> _GOAL OF THE EXERCISE_
Start to finish, copy the data exactly.

(Data records)
[Start of section]

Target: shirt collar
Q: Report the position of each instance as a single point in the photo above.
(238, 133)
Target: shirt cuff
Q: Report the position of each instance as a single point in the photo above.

[End of section]

> _REPLY TO THE TASK_
Target: shirt collar
Q: Report the position of each instance as a single point in the photo above.
(238, 133)
Target: shirt cuff
Q: Report the position of each instance as a single point in the photo above.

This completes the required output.